-- Exercise description --
Show every line of the listing below that contains the string "mountain", and treat uppercase and lowercase as different.

-- Dataset --
>> BEGIN
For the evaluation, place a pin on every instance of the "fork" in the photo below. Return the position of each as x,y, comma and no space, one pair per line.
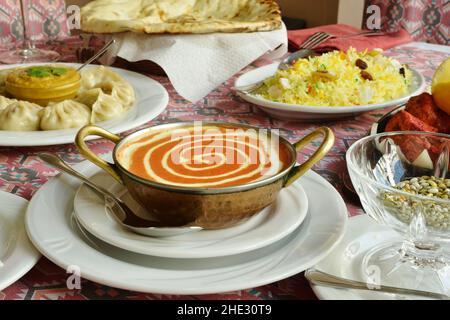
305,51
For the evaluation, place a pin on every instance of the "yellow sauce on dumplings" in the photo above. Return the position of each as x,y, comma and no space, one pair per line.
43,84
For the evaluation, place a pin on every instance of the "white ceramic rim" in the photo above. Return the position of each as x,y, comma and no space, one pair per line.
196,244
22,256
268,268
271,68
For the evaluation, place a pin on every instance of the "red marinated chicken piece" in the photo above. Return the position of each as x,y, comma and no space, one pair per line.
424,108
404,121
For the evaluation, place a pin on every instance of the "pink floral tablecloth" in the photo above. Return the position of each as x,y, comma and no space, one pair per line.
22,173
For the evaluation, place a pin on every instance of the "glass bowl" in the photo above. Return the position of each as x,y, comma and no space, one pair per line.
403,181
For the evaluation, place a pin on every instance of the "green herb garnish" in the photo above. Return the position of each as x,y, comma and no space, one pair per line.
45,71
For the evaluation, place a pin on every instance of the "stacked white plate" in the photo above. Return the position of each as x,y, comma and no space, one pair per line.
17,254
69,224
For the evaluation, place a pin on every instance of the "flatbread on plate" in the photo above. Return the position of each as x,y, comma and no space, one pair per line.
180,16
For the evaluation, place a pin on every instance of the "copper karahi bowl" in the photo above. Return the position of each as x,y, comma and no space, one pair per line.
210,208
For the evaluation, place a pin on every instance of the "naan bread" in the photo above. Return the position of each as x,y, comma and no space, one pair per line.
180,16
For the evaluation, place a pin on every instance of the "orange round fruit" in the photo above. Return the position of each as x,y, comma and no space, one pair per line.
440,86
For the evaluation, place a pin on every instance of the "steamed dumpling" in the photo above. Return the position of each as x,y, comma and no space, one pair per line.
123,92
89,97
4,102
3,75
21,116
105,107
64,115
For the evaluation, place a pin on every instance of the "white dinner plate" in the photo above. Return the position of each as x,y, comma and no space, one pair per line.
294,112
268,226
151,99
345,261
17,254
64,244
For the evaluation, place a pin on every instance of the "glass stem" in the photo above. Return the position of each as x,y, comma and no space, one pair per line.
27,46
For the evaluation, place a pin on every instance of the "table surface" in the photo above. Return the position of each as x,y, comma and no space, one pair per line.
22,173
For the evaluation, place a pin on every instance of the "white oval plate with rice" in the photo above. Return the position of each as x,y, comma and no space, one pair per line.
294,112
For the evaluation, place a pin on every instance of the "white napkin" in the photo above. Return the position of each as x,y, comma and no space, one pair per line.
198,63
>> END
>> BEGIN
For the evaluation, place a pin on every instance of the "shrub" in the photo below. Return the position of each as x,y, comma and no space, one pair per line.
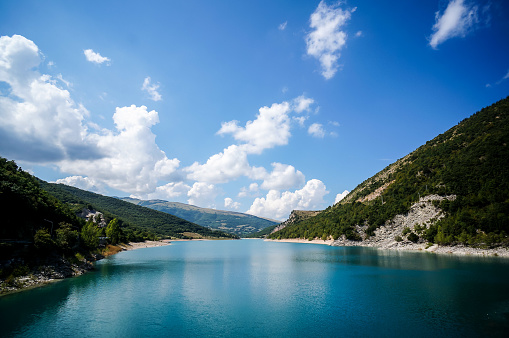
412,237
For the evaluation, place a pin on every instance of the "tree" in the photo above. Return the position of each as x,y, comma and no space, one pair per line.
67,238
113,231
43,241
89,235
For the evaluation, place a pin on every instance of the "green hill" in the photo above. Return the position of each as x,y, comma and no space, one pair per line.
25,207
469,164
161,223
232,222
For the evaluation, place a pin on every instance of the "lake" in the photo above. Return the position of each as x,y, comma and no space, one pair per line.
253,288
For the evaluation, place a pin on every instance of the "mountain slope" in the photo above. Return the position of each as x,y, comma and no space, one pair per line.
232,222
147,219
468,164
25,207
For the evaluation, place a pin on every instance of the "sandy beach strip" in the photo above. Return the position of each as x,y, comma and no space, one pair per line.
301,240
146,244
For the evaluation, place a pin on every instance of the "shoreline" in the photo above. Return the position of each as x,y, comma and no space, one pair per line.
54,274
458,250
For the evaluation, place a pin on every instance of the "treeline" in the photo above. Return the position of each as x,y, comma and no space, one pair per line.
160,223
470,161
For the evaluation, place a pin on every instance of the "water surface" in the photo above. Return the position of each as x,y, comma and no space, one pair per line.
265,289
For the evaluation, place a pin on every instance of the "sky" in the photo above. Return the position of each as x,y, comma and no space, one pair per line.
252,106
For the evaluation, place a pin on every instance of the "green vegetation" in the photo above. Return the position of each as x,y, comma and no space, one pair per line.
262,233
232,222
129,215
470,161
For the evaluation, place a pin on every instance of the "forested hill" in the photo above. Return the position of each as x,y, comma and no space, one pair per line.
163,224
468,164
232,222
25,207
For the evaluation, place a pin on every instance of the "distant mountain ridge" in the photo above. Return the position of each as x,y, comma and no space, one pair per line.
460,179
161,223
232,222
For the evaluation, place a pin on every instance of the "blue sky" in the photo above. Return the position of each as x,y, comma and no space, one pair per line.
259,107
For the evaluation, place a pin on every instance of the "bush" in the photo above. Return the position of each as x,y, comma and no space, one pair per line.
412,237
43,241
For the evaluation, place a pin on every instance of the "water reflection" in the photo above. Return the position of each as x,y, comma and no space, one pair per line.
>> END
>> BEGIN
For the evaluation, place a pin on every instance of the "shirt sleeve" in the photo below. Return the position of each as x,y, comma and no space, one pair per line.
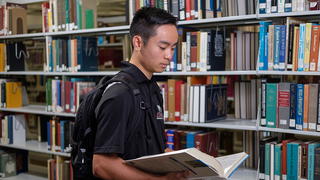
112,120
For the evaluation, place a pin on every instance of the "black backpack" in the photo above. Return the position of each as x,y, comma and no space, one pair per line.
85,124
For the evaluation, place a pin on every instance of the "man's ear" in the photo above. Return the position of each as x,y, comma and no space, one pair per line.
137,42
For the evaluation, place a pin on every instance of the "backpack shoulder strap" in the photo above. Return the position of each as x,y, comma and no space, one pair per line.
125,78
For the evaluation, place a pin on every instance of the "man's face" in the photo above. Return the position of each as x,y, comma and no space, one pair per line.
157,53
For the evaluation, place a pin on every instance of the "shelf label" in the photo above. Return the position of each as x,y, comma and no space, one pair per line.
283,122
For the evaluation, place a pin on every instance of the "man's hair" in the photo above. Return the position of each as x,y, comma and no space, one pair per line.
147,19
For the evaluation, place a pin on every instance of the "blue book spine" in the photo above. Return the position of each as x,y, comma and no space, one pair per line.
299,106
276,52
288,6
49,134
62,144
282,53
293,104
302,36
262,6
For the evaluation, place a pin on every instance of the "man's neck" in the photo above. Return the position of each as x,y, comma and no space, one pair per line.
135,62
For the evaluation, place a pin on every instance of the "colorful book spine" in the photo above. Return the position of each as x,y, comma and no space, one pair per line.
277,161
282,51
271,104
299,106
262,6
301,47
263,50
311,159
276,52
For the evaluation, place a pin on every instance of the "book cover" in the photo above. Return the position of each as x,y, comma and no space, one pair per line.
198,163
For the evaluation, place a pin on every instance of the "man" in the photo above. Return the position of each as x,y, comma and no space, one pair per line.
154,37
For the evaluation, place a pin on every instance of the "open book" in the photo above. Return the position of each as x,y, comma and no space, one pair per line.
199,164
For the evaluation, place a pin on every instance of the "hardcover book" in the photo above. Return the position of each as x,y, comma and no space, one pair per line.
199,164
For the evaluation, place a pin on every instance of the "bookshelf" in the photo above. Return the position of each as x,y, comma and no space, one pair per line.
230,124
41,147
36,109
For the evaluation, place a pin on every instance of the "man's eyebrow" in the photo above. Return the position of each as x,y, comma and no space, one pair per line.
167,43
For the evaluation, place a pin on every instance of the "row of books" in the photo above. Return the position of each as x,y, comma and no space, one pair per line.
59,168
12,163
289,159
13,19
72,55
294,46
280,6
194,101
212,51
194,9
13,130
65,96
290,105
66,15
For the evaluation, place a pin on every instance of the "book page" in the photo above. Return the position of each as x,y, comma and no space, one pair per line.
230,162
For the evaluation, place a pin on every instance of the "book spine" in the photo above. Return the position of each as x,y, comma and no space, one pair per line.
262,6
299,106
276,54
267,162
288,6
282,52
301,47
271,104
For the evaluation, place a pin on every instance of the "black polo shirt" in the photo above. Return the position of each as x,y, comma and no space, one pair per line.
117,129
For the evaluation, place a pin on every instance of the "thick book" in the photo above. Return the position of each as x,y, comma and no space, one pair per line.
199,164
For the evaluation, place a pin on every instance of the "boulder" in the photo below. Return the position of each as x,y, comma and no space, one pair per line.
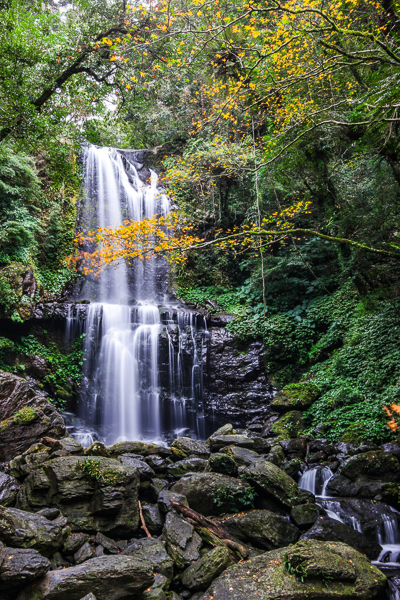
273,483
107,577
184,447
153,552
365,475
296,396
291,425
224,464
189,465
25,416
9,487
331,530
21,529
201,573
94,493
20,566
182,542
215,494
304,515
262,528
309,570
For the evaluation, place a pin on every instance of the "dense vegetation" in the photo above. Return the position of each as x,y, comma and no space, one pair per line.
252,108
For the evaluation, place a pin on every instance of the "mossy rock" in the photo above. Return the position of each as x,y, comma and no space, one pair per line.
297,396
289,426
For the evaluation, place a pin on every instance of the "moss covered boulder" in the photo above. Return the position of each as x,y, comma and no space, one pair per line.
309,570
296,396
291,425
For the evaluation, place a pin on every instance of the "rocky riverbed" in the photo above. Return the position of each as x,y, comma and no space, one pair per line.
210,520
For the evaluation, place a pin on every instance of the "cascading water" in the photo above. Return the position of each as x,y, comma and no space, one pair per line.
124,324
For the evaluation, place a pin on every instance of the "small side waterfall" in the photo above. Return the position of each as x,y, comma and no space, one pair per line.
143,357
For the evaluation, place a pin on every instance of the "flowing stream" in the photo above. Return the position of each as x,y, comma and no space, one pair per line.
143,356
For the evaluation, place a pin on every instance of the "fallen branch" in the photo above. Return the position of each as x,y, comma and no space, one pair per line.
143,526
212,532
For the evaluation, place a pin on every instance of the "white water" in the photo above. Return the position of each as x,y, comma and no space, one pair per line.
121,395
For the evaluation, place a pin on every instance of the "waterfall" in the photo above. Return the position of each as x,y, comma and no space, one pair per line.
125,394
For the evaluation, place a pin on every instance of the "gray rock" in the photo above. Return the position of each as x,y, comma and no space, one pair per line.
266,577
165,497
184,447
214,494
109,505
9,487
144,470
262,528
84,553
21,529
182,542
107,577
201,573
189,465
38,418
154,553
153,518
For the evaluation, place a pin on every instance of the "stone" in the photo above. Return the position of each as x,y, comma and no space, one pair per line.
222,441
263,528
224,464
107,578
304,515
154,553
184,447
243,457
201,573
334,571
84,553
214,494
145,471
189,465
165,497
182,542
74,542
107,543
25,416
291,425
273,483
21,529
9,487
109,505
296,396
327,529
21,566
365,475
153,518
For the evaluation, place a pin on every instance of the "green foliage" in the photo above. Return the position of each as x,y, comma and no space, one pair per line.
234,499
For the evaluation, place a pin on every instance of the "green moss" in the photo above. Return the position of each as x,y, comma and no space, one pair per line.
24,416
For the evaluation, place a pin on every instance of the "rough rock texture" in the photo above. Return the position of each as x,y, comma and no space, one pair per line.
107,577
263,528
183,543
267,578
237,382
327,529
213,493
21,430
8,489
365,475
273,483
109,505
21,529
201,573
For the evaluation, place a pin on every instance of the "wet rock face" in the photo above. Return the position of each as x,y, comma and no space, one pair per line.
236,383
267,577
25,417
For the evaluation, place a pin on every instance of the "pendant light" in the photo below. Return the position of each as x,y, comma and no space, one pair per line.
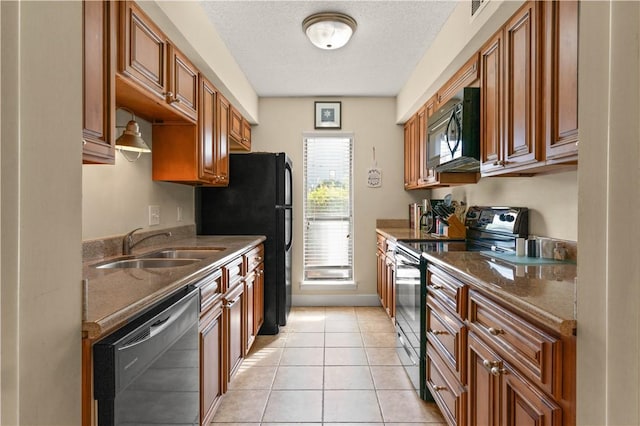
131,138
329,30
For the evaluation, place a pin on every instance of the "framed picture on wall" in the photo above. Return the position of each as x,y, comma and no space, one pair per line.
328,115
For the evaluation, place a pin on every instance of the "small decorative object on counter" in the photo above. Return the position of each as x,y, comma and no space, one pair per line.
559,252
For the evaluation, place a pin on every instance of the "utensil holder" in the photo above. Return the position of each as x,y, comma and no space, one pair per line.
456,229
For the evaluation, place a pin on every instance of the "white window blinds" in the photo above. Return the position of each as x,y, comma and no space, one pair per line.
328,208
>> END
-- Task answer --
For the evaluation, place a pin on every instance of the "mountain slope" in the photo above. Return the position of each as x,y, comma and no space, one pair per line.
For the evaluation, place a pin on every instance of the "distant mountain ridge" in the photo above. Return the position of each as x,y, comma and no space, one pair per line.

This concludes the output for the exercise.